SOURCE EXTRACT.
------------------------------------
The “Four” Invisible Monopolies: Amazon, Google, Facebook, Apple

This is a paper I wrote for my micro theory class at Villanova University addressing the issues of big tech giants and antitrust policy.


INTRODUCTION

Economists have long advocated for the beneficial aspects of markets, citing healthy competition among firms and Adam Smith’s “invisible hand” to help guide the economy in the proper direction. Still, companies with significant monopoly power are often seen as too dominant, restricting competition and causing market inefficiency, and Greg Ip notes that “throughout history, entrepreneurs have often needed the government’s help to dislodge a monopolist—and may one day need it again” (Ip, WSJ 2018). Amazon, Google, Facebook, and Apple, Scott Galloway’s “The Four” are all among the top market capitalization, each with the potential to wreak havoc on the labor market. Ip properly builds a framework of exactly how dominant these tech giants are:

In the U.S., Alphabet Inc.’s Google drives 89% of internet search; 95% of young adults on the internet use a Facebook Inc. product; and Amazon.com Inc. now accounts for 75% of electronic book sales. Those firms that aren’t monopolists are duopolists: Google and Facebook absorbed 63% of online ad spending last year; Google and Apple Inc. provide 99% of mobile phone operating systems; while Apple and Microsoft Corp. supply 95% of desktop operating systems. (Ip, WSJ 2018)

A 2017 Goldman Sachs report noted that self-driving artificially intelligent technology—currently being developed by Google, Amazon, and Apple—could remove as many as 300,000 jobs a year in two decades or more. The pertinent question remains: how big is too big such that consumers are being harmed by the growing dominance of digital platforms? In this paper, we shall explore the primary purpose of antitrust legislation, the shortcomings of price monitoring as a measure of harm to consumers, the growing dominance of digital platforms and the role of network effects, the overall concerns of these tech giants, and why (or why not) the average consumer should be worried about the revival of the Luddite Fallacy (see note 1 at bottom of article).
------------------------------------
WRITTEN TASK A.
Could you format the rows below, from the start of the rows through the line containing "213L122 196L68 221L76", inclusive, as a JSON list of strings with one string per line? Skip blank lines and leave the pictures out.
------------------------------------
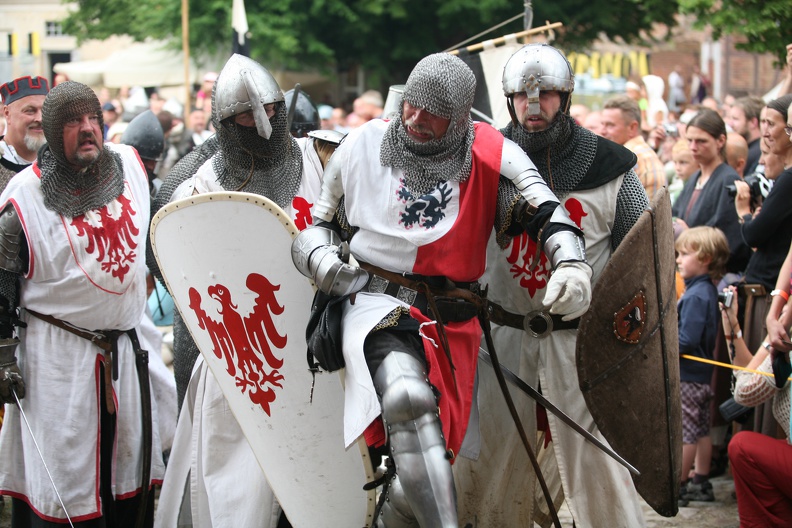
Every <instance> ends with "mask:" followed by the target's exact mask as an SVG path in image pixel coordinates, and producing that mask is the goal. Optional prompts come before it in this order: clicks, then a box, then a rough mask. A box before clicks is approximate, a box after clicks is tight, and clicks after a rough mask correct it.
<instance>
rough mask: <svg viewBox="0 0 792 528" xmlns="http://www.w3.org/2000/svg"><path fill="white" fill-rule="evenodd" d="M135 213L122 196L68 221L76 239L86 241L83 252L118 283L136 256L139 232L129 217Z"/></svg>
mask: <svg viewBox="0 0 792 528" xmlns="http://www.w3.org/2000/svg"><path fill="white" fill-rule="evenodd" d="M135 215H137V212H136V211H135V210H134V209H132V203H131V201H130V200H129V198H127V197H126V196H125V195H124V194H122V195H121V196H119V197H118V198H117V199H116V200H113V201H112V202H110V203H109V204H107V205H106V206H104V207H102V208H101V209H96V210H93V211H88V212H87V213H85V214H83V215H80V216H75V217H74V218H72V222H71V225H72V226H73V227H74V228H75V229H76V230H77V236H78V237H81V238H82V237H87V238H88V244H87V246H86V248H85V252H86V253H88V254H93V253H96V261H97V262H99V263H100V265H101V268H102V271H104V272H105V273H110V274H111V275H112V276H113V277H115V278H117V279H118V280H119V281H120V282H124V277H125V276H126V274H127V273H129V269H130V264H133V263H134V262H135V259H136V258H137V254H136V253H135V249H137V239H136V237H137V235H138V233H139V232H140V231H139V229H138V227H137V226H136V225H135V222H134V221H133V220H132V217H133V216H135Z"/></svg>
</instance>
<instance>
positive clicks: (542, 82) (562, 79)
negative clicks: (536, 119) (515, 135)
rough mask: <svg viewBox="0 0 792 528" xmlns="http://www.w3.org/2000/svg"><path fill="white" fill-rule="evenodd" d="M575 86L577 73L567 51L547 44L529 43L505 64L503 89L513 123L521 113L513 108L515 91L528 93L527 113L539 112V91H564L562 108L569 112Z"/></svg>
mask: <svg viewBox="0 0 792 528" xmlns="http://www.w3.org/2000/svg"><path fill="white" fill-rule="evenodd" d="M574 89H575V74H574V73H573V72H572V66H571V65H570V64H569V61H568V60H567V59H566V57H564V55H563V54H562V53H561V52H560V51H559V50H557V49H556V48H554V47H553V46H550V45H548V44H527V45H526V46H523V47H522V48H520V49H519V50H517V52H516V53H514V55H512V56H511V57H510V58H509V60H508V61H507V62H506V66H505V67H504V68H503V93H504V95H506V98H507V106H508V108H509V114H511V117H512V121H513V122H514V124H515V125H516V124H519V123H520V120H519V117H518V116H517V115H516V114H515V112H514V94H516V93H522V92H524V93H525V94H526V95H527V96H528V113H529V114H531V115H538V114H539V92H542V91H551V90H555V91H557V92H560V94H561V110H562V111H563V112H564V113H567V112H569V104H570V101H571V94H572V92H573V91H574Z"/></svg>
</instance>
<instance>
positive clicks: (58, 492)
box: [11, 386, 74, 528]
mask: <svg viewBox="0 0 792 528" xmlns="http://www.w3.org/2000/svg"><path fill="white" fill-rule="evenodd" d="M11 393H12V394H13V395H14V399H15V400H16V402H17V408H18V409H19V414H20V415H21V416H22V421H23V422H25V426H26V427H27V428H28V432H29V433H30V438H32V439H33V445H34V446H36V451H38V453H39V458H41V463H42V464H44V469H45V470H46V471H47V476H48V477H49V478H50V482H51V483H52V489H54V490H55V495H57V497H58V502H60V503H61V508H63V513H65V514H66V520H67V521H69V526H71V527H72V528H74V524H72V522H71V517H69V512H68V511H66V506H65V505H64V504H63V499H61V497H60V492H58V487H57V486H56V485H55V481H54V480H53V478H52V473H50V472H49V468H48V467H47V463H46V462H45V461H44V455H43V454H41V448H39V446H38V442H36V437H35V436H33V429H31V428H30V423H29V422H28V421H27V416H25V411H23V410H22V404H21V403H19V396H17V394H16V389H15V388H14V387H13V386H11Z"/></svg>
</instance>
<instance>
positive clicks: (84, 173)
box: [38, 145, 124, 218]
mask: <svg viewBox="0 0 792 528" xmlns="http://www.w3.org/2000/svg"><path fill="white" fill-rule="evenodd" d="M38 166H39V168H40V169H41V192H42V193H43V195H44V205H45V206H46V207H47V209H50V210H51V211H55V212H56V213H58V214H60V215H62V216H66V217H70V218H73V217H75V216H79V215H81V214H84V213H86V212H88V211H91V210H93V209H99V208H101V207H104V206H105V205H107V204H108V203H110V202H111V201H113V200H115V199H116V198H118V197H119V196H121V194H122V193H123V192H124V168H123V162H122V161H121V156H120V155H119V154H118V153H117V152H114V151H112V150H110V149H109V148H107V147H104V148H103V149H102V153H101V154H100V155H99V157H98V158H97V159H96V161H95V162H93V163H92V164H91V165H89V166H88V167H86V168H85V169H83V170H81V171H76V170H74V168H73V167H72V166H71V165H69V164H67V163H63V162H62V161H60V160H58V159H57V158H56V157H55V156H54V155H53V153H52V150H51V149H50V147H49V146H48V145H45V146H43V147H42V148H41V150H39V154H38Z"/></svg>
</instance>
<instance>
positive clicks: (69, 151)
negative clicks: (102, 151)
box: [63, 114, 104, 169]
mask: <svg viewBox="0 0 792 528" xmlns="http://www.w3.org/2000/svg"><path fill="white" fill-rule="evenodd" d="M102 148H104V147H103V145H102V130H101V127H100V126H99V116H98V115H97V114H83V115H81V116H79V117H75V118H73V119H70V120H69V121H67V122H66V124H65V125H64V127H63V153H64V156H65V157H66V161H68V162H69V163H70V164H71V165H72V166H73V167H76V168H77V169H83V168H85V167H87V166H88V165H90V164H91V163H93V162H94V161H96V160H97V158H99V155H100V154H101V153H102Z"/></svg>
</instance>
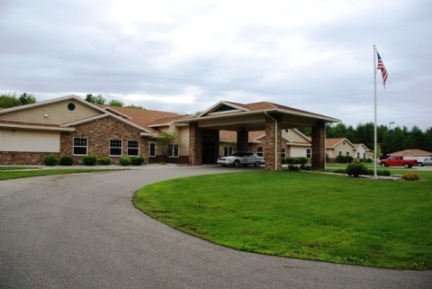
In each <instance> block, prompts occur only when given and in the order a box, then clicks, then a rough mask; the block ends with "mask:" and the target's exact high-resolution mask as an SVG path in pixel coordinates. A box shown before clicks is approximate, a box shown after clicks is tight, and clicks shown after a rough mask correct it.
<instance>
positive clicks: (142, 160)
mask: <svg viewBox="0 0 432 289" xmlns="http://www.w3.org/2000/svg"><path fill="white" fill-rule="evenodd" d="M131 163H132V165H133V166H140V165H142V164H143V163H144V157H143V156H139V157H131Z"/></svg>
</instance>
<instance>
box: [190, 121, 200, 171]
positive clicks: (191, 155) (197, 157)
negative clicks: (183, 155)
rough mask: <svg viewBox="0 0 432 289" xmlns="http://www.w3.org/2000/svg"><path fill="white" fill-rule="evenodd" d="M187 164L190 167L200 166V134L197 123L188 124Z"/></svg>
mask: <svg viewBox="0 0 432 289" xmlns="http://www.w3.org/2000/svg"><path fill="white" fill-rule="evenodd" d="M189 162H190V164H191V165H193V166H196V165H202V147H201V134H200V129H199V127H198V123H196V122H195V123H190V124H189Z"/></svg>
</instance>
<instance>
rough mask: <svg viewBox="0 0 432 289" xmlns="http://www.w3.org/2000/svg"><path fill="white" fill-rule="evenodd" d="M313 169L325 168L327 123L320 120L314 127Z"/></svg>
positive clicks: (320, 169)
mask: <svg viewBox="0 0 432 289" xmlns="http://www.w3.org/2000/svg"><path fill="white" fill-rule="evenodd" d="M311 164H312V168H313V169H320V170H323V169H325V123H324V122H318V123H317V124H316V126H313V127H312V160H311Z"/></svg>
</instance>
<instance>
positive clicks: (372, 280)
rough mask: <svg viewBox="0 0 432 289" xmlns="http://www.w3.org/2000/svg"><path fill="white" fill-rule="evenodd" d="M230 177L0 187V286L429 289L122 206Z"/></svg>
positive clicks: (165, 287) (64, 287) (23, 185)
mask: <svg viewBox="0 0 432 289" xmlns="http://www.w3.org/2000/svg"><path fill="white" fill-rule="evenodd" d="M251 169H252V168H251ZM231 170H233V169H230V168H221V167H216V166H203V167H157V166H156V167H144V168H142V169H134V170H128V171H112V172H98V173H92V174H88V173H85V174H75V175H64V176H51V177H37V178H27V179H17V180H10V181H1V182H0V288H1V289H6V288H20V289H22V288H41V289H42V288H43V289H49V288H56V289H59V288H80V289H82V288H116V289H118V288H128V289H130V288H152V289H156V288H203V289H204V288H206V289H207V288H217V289H220V288H248V289H250V288H332V289H337V288H344V289H346V288H361V289H365V288H380V289H385V288H411V289H415V288H431V284H432V271H397V270H384V269H376V268H367V267H358V266H346V265H337V264H328V263H323V262H311V261H302V260H295V259H288V258H278V257H271V256H264V255H258V254H251V253H245V252H238V251H234V250H231V249H228V248H225V247H221V246H217V245H214V244H211V243H209V242H206V241H203V240H200V239H197V238H195V237H191V236H189V235H186V234H183V233H181V232H178V231H175V230H173V229H171V228H169V227H167V226H165V225H164V224H161V223H160V222H158V221H155V220H153V219H151V218H149V217H148V216H146V215H144V214H142V213H141V212H140V211H138V210H137V209H135V208H134V206H133V204H132V202H131V199H132V195H133V193H134V192H135V191H136V190H137V189H138V188H140V187H142V186H144V185H146V184H149V183H153V182H157V181H161V180H165V179H169V178H174V177H181V176H190V175H199V174H208V173H215V172H217V173H222V172H228V171H231ZM234 170H235V171H238V170H240V169H234Z"/></svg>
------------------------------------
WRITTEN TASK B.
Could you pick up the paper on big tech monopolies and antitrust policy after its last sentence and keep writing it?

EXPECTED ANSWER A.
[
  "Every <instance> ends with \"mask:\" followed by the target's exact mask as an SVG path in image pixel coordinates, and producing that mask is the goal. Optional prompts come before it in this order: clicks, then a box, then a rough mask. A box before clicks is approximate, a box after clicks is tight, and clicks after a rough mask correct it.",
  "<instance>",
  "rough mask: <svg viewBox=\"0 0 792 528\" xmlns=\"http://www.w3.org/2000/svg\"><path fill=\"white\" fill-rule=\"evenodd\" d=\"M135 213L122 196L68 221L76 239L86 241L83 252L118 283L136 256L139 232L129 217Z\"/></svg>"
]

EXPECTED ANSWER B.
PURPOSE OF ANTITRUST POLICY

The primary purpose of the United States Antitrust laws—a collection of laws at both the federal and state level—is to promote fair competition for the benefit of consumers through regulation and oversight of corporations. Through the Sherman Act of 1890, the Clayton Act of 1914 and the Federal Trade Commission Act of 1914, the government has primarily protected the consumers through 1) prohibiting collusion amongst firms and the formation of illegal cartels, 2) preventing mergers and acquisitions of corporations that would lessen competition, and 3) prohibiting the creation of a pure monopoly and subsequently the abuse of monopoly power.

Yet, despite the general agreement of the purpose of antitrust policy, the enforcement of antitrust laws are at what Jay Levine and Devan Flahive refer to as a “tug-of-war.” One debate, Levine and Flahive note, revolves around the (necessary?) shift from the “structure-conduct-performance model and conglomerate merger theory” to the Chicago School views of dependence on “price theory lens and…faith in the efficiency of markets.” Subsequently, we shall explore the shortcomings of price theory in The Antitrust Paradox.

THE ANTITRUST PARADOX: WHY PRICE THEORY FAILS

Widely regarded as the most cited book on antitrust, Robert Bork’s The Antitrust Paradox shifts the narrative of the purpose of antitrust laws to simply be of efficiency and consumer welfare, with an emphasis on the latter. Bork heavily criticized the methods of protecting consumers, such as vertical agreements and price discrimination, which he asserts does not actually harm consumers, and therefore prohibiting such practices is paradoxical. The issue with relying heavily on price as a measure of harm to consumers is the use of monopoly power—defined as a company’s ability to set prices above marginal cost—as companies with such power are generally expected to operate by reducing output and increasing price. Contrastingly, Professor Armentano noted that dominant firms identified by antitrust cases operate precisely in the opposite conduct and performance that conventional monopoly theory suggests: gain and hold market share by lowering prices and increasing outputs. For example, in attempts to monopolize, firms may operate through predatory pricing, or undercutting, by setting meager prices for goods and services with the intention to acquire new customers, drive out competitors, or create barriers to entry. By sacrificing short-term profits, firms ideally obtain more monopoly power in the long-run. Thus, predatory pricing practices are considered anti-competitive under competition law—albeit tricky to discern from legitimate price competition—and can result in antitrust claims.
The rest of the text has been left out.